However, within days the dramatic case against the detainees as told  
to the media by anonymous US and British government and police  
“sources” began to unravel. The claim that an attack was “imminent”  
was false. No reservations had been made or airline tickets purchased  
by the 10 charged with serious terrorism offences; several did not  
even have passports. Apparently, just one had used the internet to  
check flight schedules recently. There were no bombs.
The assertion that the detainees intended to destroy 10-12 aircraft  
was “speculative and exaggerated”, a British official admitted to the  
August 28 New York Times. Claims of a convoluted “Pakistani  
connection” between the plotters and al Qaeda have disappeared. The  
possibility of successfully concocting “liquid bombs” from household  
products in a plan’es toilet mid-air has been dismissed by chemical  
experts.

Misrepresentation
Gareth Pierce, defence lawyer for the 17-year-old in the case accused  
of possessing items “useful to a person preparing acts of terrorism”,  
told the August 31 Chicago Tribune how police had misrepresented what  
they had found at the boy’s mother’s home and twisted it to fit their  
grandiose claims. According to police, “suicide notes”, a map of  
Afghanistan and a bomb “manual” had been found.

::::::

» AIM:
Rewrite the news report starting at "was false. No" and ending at "were no bombs.", replacing "passports" with "visas". Work only from the news report.

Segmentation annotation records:
::::::

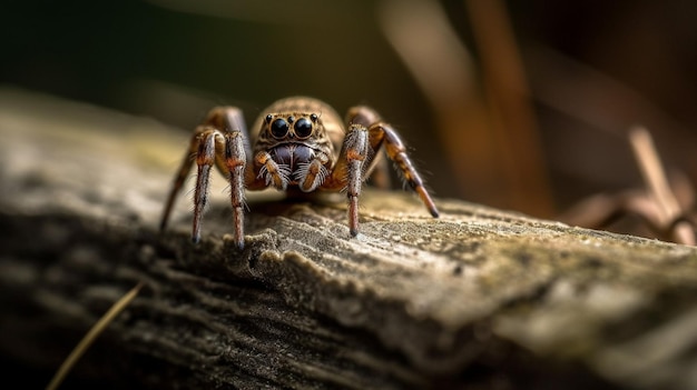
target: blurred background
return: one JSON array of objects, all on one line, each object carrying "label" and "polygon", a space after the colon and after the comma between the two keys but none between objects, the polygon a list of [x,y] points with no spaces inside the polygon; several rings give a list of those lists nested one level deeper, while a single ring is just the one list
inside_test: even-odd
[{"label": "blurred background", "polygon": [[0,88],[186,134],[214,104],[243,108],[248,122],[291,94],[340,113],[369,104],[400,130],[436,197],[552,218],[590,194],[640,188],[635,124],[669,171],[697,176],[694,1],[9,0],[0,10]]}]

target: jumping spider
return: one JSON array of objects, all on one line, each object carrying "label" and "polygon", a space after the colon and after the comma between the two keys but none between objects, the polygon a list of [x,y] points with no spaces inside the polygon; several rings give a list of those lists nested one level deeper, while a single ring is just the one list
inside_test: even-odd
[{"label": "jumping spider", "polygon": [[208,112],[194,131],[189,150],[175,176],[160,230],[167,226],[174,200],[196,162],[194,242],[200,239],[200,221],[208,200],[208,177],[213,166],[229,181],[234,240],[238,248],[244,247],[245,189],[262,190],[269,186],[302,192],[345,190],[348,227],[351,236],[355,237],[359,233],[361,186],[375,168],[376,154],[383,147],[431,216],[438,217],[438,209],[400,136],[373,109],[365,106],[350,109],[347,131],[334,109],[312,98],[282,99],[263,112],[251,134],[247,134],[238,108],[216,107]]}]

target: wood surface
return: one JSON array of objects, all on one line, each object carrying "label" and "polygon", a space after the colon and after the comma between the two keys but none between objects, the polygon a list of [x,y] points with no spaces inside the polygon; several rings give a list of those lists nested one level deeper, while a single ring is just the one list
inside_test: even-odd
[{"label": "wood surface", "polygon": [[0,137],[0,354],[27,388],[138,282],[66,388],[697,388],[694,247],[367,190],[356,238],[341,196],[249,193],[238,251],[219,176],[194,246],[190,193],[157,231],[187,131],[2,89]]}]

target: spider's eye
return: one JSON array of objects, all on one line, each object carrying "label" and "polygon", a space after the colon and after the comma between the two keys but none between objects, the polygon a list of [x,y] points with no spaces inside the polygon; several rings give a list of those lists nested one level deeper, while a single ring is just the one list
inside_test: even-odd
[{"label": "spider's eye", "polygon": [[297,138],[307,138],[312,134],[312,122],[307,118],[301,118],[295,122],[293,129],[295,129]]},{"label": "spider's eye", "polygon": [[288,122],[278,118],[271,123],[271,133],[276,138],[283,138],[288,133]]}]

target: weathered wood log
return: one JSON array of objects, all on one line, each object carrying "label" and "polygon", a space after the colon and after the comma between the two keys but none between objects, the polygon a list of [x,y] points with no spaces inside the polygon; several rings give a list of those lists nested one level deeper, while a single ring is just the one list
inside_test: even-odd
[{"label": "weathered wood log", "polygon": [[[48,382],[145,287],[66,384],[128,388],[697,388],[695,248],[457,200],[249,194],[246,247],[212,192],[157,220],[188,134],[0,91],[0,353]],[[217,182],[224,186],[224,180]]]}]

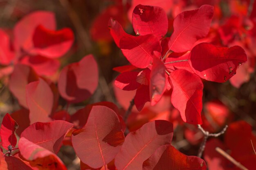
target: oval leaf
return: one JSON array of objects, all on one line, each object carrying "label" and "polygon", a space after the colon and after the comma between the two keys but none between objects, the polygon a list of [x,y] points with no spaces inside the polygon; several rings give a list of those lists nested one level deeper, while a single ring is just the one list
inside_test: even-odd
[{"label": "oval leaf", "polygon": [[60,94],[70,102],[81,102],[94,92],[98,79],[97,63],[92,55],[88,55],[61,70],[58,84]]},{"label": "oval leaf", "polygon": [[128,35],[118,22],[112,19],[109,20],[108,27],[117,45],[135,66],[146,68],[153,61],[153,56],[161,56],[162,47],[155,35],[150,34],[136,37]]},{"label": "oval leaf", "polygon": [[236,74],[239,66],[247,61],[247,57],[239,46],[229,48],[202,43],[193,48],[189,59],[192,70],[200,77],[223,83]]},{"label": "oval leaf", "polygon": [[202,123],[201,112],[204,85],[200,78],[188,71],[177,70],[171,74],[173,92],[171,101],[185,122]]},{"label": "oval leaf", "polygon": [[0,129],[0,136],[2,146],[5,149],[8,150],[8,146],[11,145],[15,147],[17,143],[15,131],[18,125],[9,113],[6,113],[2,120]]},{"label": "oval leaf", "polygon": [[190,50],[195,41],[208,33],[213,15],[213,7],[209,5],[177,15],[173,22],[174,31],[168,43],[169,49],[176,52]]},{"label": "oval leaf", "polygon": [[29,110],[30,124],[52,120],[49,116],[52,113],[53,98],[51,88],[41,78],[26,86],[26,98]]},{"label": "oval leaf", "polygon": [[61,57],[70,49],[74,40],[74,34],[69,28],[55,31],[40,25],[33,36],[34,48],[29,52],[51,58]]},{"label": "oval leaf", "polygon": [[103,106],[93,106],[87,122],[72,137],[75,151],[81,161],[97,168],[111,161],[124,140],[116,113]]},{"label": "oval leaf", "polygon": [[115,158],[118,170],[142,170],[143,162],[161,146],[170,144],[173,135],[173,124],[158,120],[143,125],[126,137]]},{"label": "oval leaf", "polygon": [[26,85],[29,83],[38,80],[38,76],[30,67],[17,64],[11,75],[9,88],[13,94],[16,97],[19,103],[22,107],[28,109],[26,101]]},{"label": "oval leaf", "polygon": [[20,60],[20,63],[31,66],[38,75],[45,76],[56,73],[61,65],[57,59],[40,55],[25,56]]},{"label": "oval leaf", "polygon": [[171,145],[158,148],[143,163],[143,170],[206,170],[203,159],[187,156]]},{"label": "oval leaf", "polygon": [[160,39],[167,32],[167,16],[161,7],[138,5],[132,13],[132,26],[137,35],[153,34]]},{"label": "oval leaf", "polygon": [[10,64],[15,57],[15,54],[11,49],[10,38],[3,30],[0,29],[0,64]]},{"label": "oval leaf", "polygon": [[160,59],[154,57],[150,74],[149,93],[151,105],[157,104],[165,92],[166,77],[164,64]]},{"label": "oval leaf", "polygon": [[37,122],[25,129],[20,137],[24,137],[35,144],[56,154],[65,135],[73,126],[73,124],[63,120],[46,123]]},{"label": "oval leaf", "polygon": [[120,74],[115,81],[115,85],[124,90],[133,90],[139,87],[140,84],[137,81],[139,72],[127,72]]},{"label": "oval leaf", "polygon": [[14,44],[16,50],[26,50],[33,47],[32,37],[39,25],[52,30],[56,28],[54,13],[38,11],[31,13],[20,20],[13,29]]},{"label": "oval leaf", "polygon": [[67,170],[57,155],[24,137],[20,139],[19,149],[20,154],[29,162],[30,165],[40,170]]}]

::::::

» WORKED ANSWER:
was false. No reservations had been made or airline tickets purchased  
by the 10 charged with serious terrorism offences; several did not  
even have visas. Apparently, just one had used the internet to  
check flight schedules recently. There were no bombs.